> [About this task] An exact copy of the listing below is needed, with no pictures in it.

> [Data]
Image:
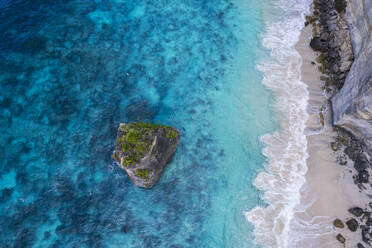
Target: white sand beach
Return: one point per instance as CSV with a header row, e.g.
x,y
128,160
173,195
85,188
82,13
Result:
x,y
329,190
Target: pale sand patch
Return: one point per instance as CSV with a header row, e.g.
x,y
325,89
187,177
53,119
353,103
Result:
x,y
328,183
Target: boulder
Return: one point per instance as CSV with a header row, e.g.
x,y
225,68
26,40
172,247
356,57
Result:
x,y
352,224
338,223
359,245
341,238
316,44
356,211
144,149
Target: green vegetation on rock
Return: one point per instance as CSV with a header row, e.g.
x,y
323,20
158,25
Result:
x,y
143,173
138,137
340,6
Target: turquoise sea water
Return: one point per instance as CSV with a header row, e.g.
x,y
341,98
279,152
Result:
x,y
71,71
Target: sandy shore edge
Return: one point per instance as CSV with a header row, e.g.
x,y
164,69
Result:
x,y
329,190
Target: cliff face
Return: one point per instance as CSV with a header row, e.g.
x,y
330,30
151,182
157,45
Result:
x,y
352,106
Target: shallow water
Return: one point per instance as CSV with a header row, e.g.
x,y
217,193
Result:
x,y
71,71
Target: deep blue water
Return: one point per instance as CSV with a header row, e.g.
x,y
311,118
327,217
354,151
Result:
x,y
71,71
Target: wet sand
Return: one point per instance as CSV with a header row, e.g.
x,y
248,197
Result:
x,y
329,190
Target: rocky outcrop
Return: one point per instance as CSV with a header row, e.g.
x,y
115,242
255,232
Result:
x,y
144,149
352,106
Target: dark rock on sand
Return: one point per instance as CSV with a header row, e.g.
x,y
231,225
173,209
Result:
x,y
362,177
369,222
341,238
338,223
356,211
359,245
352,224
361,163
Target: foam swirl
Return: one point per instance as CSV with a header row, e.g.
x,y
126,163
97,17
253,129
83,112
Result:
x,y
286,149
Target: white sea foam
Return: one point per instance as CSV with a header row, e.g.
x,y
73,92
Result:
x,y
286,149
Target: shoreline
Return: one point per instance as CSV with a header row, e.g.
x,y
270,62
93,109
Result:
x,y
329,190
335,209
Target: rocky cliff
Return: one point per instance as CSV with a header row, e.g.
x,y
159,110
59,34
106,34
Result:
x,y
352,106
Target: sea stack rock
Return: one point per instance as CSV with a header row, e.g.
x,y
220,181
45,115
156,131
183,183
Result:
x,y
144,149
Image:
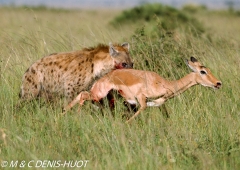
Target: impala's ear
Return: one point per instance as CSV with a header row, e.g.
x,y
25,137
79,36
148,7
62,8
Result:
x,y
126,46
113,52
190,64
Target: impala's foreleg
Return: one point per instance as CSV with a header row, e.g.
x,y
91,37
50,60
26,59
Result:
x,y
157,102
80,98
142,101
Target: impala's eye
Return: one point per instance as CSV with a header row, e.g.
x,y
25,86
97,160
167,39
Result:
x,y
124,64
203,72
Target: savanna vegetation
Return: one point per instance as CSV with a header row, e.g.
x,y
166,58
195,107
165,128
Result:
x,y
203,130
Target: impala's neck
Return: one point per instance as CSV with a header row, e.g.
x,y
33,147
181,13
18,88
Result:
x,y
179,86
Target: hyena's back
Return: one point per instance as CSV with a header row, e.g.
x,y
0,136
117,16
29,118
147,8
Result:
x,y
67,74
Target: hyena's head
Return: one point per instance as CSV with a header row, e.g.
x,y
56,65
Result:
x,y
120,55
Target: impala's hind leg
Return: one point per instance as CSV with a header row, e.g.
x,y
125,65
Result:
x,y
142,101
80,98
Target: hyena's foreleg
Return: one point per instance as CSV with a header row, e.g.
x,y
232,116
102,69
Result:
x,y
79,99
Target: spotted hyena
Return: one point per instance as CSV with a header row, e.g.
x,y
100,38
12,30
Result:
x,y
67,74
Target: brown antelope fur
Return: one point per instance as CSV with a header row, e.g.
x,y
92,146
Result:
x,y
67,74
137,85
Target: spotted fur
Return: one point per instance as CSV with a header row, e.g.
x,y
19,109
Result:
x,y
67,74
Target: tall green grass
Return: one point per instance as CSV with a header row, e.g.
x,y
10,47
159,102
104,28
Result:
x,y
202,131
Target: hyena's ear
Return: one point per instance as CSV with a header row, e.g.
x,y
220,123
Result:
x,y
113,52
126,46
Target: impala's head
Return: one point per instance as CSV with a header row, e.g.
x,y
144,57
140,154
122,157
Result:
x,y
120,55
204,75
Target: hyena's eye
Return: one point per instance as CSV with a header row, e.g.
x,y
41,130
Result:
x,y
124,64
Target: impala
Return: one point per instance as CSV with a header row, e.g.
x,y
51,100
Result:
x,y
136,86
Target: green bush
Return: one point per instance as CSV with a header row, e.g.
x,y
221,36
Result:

> [Response for this exercise]
Image:
Target: white sand beach
Return: one point per instance as CSV with a header row, e.g.
x,y
128,160
173,195
85,188
82,13
Result:
x,y
329,190
Target: pale sand patch
Return: one point per instance as CSV with a header row, e.g.
x,y
325,89
187,177
53,119
353,103
Result:
x,y
328,183
Target: boulder
Return: one point per instance as CSV with a header row, e.g.
x,y
225,68
26,40
172,247
356,57
Result:
x,y
352,224
338,223
359,245
341,238
316,44
356,211
144,149
Target: green vegetation on rock
Return: one point per instance as CSV with a header row, e.g.
x,y
323,20
158,25
Result:
x,y
143,173
138,137
340,6
Target: turquoise sea water
Return: one point per instance as CSV with a header row, e.g.
x,y
341,98
279,152
Result:
x,y
71,71
Target: sandy shore edge
Return: one point per instance as CSV with a header row, e.g.
x,y
164,69
Result:
x,y
329,190
Target: cliff face
Return: one point per instance as CSV with a header row, e.g.
x,y
330,30
151,182
157,45
Result:
x,y
352,106
Target: shallow water
Return: one point per instance as CSV with a header row, e.g.
x,y
217,193
Result:
x,y
71,71
Target: deep blue water
Return: one point per instance as CSV with a header row, e.g.
x,y
311,118
327,217
354,151
Result:
x,y
71,71
Target: wet sand
Return: one point per instance as CSV with a header row, e.g.
x,y
248,197
Result:
x,y
329,190
Target: rocky outcrop
Return: one point per instance as CSV with a header row, e.g.
x,y
115,242
255,232
Result:
x,y
144,149
352,106
Target: dark rock on sand
Return: one point per instance as CSV with a header row, e.g.
x,y
231,225
173,209
Result:
x,y
362,177
369,222
341,238
338,223
356,211
359,245
352,224
361,163
Target: foam swirl
Return: one point per instance as CSV with a header row, e.g.
x,y
126,163
97,17
253,129
83,112
Result:
x,y
286,149
Target: white sea foam
Return: one point per instance as CSV with a header row, e.g.
x,y
73,92
Result:
x,y
286,149
Target: shoreline
Return: one point per instance as CSV with a header row, e.g.
x,y
270,62
93,109
Result:
x,y
329,190
335,209
Target: rocky cliff
Return: one point per instance as CSV with a header row, e.g.
x,y
159,110
59,34
106,34
Result:
x,y
352,106
Target: sea stack rock
Return: one point per instance as CSV with a header row, e.g.
x,y
220,181
45,115
156,131
183,183
Result:
x,y
144,149
Image:
Target: impala's ear
Return: one point per instance as CSV with a header row, e.g.
x,y
25,137
79,36
148,7
62,8
Result:
x,y
126,46
113,52
190,64
Target: impala's foreleg
Return: one point per instance as CSV with a header row, e.g.
x,y
91,37
50,60
26,59
Result:
x,y
157,102
80,98
142,101
Target: impala's eye
Return: one point per instance as CSV with a header row, e.g.
x,y
25,86
97,160
167,39
Result:
x,y
124,64
203,72
Target: savanna vegetation
Return: one point per instance as CSV with a header row, e.g.
x,y
166,58
195,107
165,128
Result:
x,y
203,130
Target: impala's neck
Return: one point per instance as CSV with a header row, e.g.
x,y
33,147
181,13
18,88
Result:
x,y
179,86
Target: hyena's back
Return: one point per instance as CSV with a header row, e.g.
x,y
0,136
117,16
29,118
147,8
Result:
x,y
67,74
Target: hyena's head
Return: one point per instance as CSV with a header row, e.g.
x,y
56,65
Result:
x,y
120,55
Target: impala's hind leg
Return: one point per instance as CSV with a header row, e.g.
x,y
125,65
Result:
x,y
142,101
80,98
Target: hyena's foreleg
Return: one point per instance as CSV with a header row, e.g.
x,y
232,116
102,69
Result:
x,y
79,99
Target: spotted hyena
Return: one point per instance as CSV with a header row, e.g.
x,y
100,38
12,30
Result:
x,y
67,74
Target: brown antelope fur
Return: one point per instance as CSV with a header row, e.g.
x,y
92,146
Result:
x,y
67,74
137,85
Target: spotted fur
Return: one point per instance as CSV with a header row, e.g.
x,y
19,109
Result:
x,y
67,74
Target: tall green grass
Return: one point per instance as CSV with a header row, e.g.
x,y
10,47
159,102
104,28
Result:
x,y
202,131
Target: hyena's ear
Return: one point per instance as CSV with a header row, e.g.
x,y
220,123
Result:
x,y
113,52
126,46
Target: impala's head
Return: one point per instance as CSV with a header row, e.g.
x,y
144,57
140,154
122,157
Result:
x,y
120,55
204,75
Target: hyena's eye
Return: one point per instance as CSV with a header row, e.g.
x,y
41,130
Result:
x,y
124,64
Target: impala
Return: one point per instance as CSV with a header row, e.g.
x,y
51,100
Result:
x,y
136,86
Target: green bush
Return: one point per instance as CSV with a header row, e.g.
x,y
221,36
Result:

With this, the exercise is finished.